Pointing dataset records:
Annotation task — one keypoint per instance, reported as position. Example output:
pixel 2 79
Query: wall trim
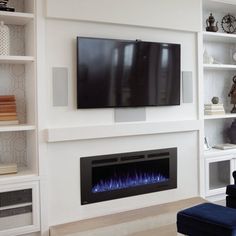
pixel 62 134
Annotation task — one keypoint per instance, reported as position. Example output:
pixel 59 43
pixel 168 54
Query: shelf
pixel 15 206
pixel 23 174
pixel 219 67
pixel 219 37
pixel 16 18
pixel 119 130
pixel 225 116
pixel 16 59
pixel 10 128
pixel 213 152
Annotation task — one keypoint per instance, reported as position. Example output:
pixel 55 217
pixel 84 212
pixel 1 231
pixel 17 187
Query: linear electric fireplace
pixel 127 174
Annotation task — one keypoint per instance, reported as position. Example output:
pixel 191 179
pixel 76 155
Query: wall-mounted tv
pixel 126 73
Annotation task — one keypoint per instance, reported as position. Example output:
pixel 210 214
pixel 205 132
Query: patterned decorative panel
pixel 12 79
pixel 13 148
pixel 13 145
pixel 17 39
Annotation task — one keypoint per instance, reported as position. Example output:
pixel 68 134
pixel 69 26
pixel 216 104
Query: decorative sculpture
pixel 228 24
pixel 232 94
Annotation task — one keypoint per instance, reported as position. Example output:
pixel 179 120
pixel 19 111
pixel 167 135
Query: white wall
* * *
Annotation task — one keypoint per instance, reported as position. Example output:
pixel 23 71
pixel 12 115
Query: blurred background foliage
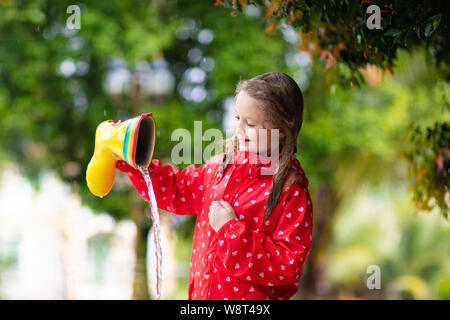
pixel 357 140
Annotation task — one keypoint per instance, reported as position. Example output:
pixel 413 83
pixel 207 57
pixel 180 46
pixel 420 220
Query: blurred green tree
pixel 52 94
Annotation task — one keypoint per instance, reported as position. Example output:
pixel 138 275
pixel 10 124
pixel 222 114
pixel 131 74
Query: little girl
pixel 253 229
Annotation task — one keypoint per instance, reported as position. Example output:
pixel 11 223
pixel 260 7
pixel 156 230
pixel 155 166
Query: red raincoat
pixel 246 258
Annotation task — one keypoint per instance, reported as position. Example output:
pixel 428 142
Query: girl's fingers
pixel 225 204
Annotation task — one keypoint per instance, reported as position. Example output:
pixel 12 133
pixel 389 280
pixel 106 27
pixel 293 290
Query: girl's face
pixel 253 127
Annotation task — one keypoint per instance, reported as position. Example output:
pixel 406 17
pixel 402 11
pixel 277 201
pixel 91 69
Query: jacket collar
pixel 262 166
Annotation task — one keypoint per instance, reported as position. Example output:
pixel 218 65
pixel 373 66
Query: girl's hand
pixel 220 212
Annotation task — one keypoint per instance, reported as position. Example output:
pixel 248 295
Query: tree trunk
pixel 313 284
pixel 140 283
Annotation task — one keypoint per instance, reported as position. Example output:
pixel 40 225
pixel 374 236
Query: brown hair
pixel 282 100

Exercise objective:
How many rows above contain the string "girl"? Reply with only the number.

Solution to the problem:
4